Task description:
What you return must match the records below character for character, except that no picture appears.

[Image point grounding data]
***

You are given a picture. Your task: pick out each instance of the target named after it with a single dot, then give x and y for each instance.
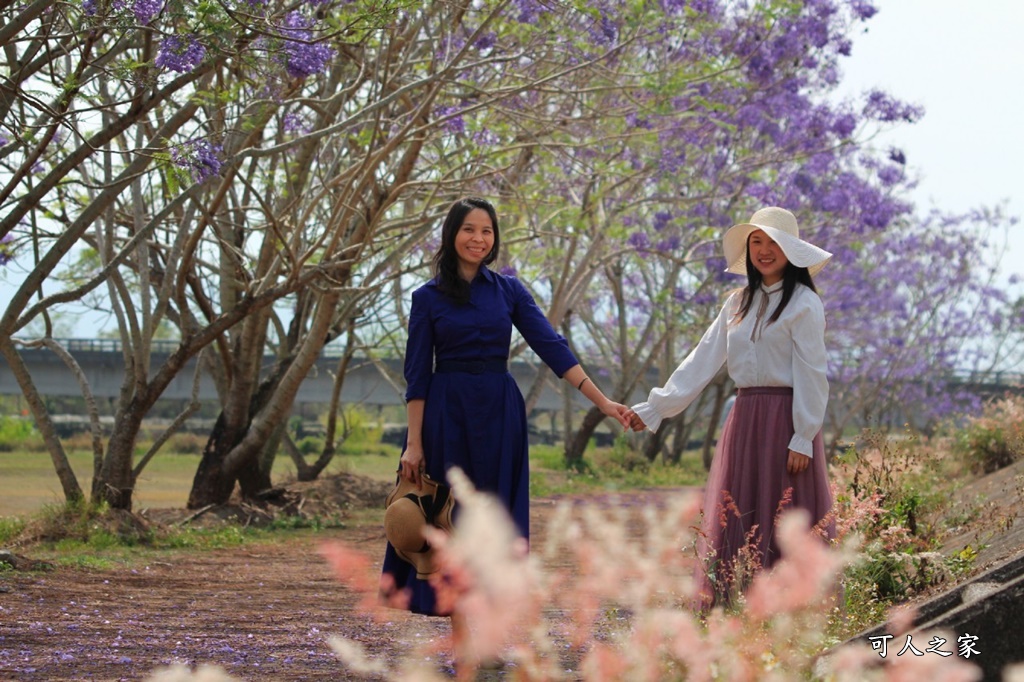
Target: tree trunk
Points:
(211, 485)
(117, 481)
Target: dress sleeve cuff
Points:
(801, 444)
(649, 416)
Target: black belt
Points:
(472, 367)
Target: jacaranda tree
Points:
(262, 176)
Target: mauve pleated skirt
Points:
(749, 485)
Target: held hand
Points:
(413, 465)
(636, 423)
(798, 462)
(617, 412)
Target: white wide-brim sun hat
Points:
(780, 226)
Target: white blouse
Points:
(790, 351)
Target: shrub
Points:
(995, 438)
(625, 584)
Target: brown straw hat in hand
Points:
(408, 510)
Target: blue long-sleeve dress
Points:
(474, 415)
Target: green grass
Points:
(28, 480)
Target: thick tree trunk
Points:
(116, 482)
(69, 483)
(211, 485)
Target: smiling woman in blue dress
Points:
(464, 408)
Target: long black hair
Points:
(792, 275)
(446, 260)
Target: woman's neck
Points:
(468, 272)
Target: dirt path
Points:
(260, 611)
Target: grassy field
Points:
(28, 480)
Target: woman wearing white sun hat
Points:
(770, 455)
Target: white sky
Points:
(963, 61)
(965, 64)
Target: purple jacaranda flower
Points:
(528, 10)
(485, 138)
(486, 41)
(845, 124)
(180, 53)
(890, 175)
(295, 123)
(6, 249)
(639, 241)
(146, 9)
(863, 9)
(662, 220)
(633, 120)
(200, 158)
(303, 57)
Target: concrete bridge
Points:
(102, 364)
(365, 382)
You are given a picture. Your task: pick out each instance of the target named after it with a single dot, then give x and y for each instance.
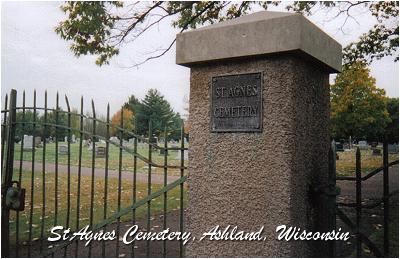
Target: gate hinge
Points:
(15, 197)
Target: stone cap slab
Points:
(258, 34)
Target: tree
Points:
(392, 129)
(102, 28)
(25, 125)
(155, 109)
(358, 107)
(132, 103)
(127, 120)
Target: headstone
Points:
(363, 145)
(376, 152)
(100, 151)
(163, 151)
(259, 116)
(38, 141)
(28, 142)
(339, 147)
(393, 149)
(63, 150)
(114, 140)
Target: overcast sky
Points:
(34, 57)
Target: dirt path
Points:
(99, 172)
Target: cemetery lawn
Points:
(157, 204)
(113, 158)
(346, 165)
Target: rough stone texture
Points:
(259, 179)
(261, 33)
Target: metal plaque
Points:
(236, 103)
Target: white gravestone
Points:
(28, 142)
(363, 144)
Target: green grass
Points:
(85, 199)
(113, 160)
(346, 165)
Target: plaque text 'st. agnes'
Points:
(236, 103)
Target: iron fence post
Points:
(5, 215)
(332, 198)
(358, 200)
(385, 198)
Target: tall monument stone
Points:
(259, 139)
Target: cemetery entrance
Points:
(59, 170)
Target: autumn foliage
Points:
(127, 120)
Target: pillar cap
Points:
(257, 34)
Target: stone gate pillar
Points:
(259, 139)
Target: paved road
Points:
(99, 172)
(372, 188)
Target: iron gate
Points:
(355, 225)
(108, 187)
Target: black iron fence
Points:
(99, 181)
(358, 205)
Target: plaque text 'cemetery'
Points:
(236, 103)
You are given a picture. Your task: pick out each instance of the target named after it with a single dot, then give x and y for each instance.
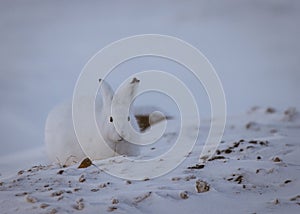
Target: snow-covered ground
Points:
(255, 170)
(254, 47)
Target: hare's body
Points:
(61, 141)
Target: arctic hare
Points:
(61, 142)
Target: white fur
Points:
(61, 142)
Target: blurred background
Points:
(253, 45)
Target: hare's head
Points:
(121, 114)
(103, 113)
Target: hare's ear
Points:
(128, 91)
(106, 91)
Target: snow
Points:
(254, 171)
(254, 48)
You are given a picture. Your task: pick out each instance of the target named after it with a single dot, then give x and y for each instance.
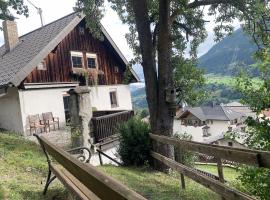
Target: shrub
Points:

***

Problem solution:
You are given a picture. Your task: pick out each instance of the target named after it with a single dot, then give x and y for each instance.
Target: tree trunk
Points:
(211, 485)
(117, 481)
Target: dress sleeve cuff
Points:
(801, 444)
(649, 416)
Target: black belt
Points:
(472, 367)
Target: jacaranda tree
Points:
(262, 176)
Target: mauve pleated skirt
Points:
(749, 485)
Target: held hand
Points:
(413, 465)
(636, 423)
(798, 462)
(617, 412)
Target: white wide-brim sun hat
Points:
(780, 226)
Target: white blouse
Points:
(790, 351)
Target: shrub
Points:
(995, 438)
(625, 584)
Target: brown straw hat in hand
Points:
(408, 510)
Target: blue long-sleeve dress
Points:
(474, 415)
Target: green grass
Points:
(28, 480)
Target: thick tree trunk
Points:
(116, 482)
(69, 483)
(211, 485)
Target: smiling woman in blue dress
Points:
(464, 408)
Target: long black hair
Points:
(792, 275)
(446, 260)
Target: woman's neck
Points:
(468, 272)
Target: dirt path
Points:
(260, 611)
Target: grassy field
Points:
(28, 480)
Target: woman wearing white sun hat
Points:
(770, 455)
Target: white sky
Points:
(963, 61)
(965, 64)
Target: purple jacaranda flower
Points:
(528, 10)
(485, 138)
(486, 41)
(845, 124)
(180, 53)
(890, 175)
(295, 123)
(6, 249)
(639, 241)
(146, 9)
(863, 9)
(662, 220)
(633, 120)
(200, 158)
(303, 57)
Target: concrete bridge
Points:
(102, 364)
(365, 382)
You are given a picture. Your task: pick out each instance of the target named after it with a single dot, then give x and y for each instance.
Target: gate hinge
Points:
(15, 197)
Target: stone cap slab
Points:
(258, 34)
Target: tree
Points:
(392, 129)
(102, 28)
(25, 125)
(155, 109)
(358, 107)
(132, 103)
(127, 120)
Target: headstone
Points:
(363, 145)
(376, 152)
(100, 151)
(163, 151)
(259, 116)
(38, 141)
(28, 142)
(339, 147)
(393, 149)
(63, 150)
(114, 140)
Target: overcast sky
Points:
(34, 57)
Target: dirt path
Points:
(99, 172)
Target: cemetery lawn
Points:
(157, 204)
(113, 158)
(346, 165)
Target: rough stone texture
Points:
(259, 179)
(261, 33)
Target: metal plaque
Points:
(236, 103)
Target: white gravestone
Points:
(28, 142)
(363, 144)
Target: green grass
Points:
(85, 199)
(113, 160)
(346, 165)
Target: plaque text 'st. agnes'
Points:
(236, 103)
Target: iron fence post
Points:
(5, 215)
(332, 198)
(358, 200)
(385, 198)
Target: tall monument stone
Points:
(259, 139)
Target: cemetery entrance
Points:
(59, 170)
Target: autumn foliage
Points:
(127, 120)
Target: pillar cap
Points:
(257, 34)
Target: stone gate pillar
Points:
(259, 139)
Target: paved road
Points:
(99, 172)
(372, 188)
Target: iron gate
Points:
(355, 225)
(108, 187)
Target: black iron fence
Points:
(99, 181)
(358, 205)
Target: plaque text 'cemetery'
Points:
(236, 103)
You are given a picture. Your task: pick out each instance of the target named after it with a single dot, then give x and y for each instance.
Target: snow-covered ground
Points:
(255, 170)
(254, 47)
Target: hare's body
Points:
(61, 141)
Target: arctic hare
Points:
(61, 142)
Target: white fur
Points:
(61, 142)
Target: blurred background
Points:
(253, 45)
Target: hare's head
Points:
(121, 114)
(103, 113)
Target: hare's ear
Points:
(128, 91)
(106, 91)
Target: snow
Points:
(254, 171)
(254, 48)
You are given a picture. Your task: pick out each instance of the target named after it with a single dot, then give x and y for each instance.
Target: shrub
Points:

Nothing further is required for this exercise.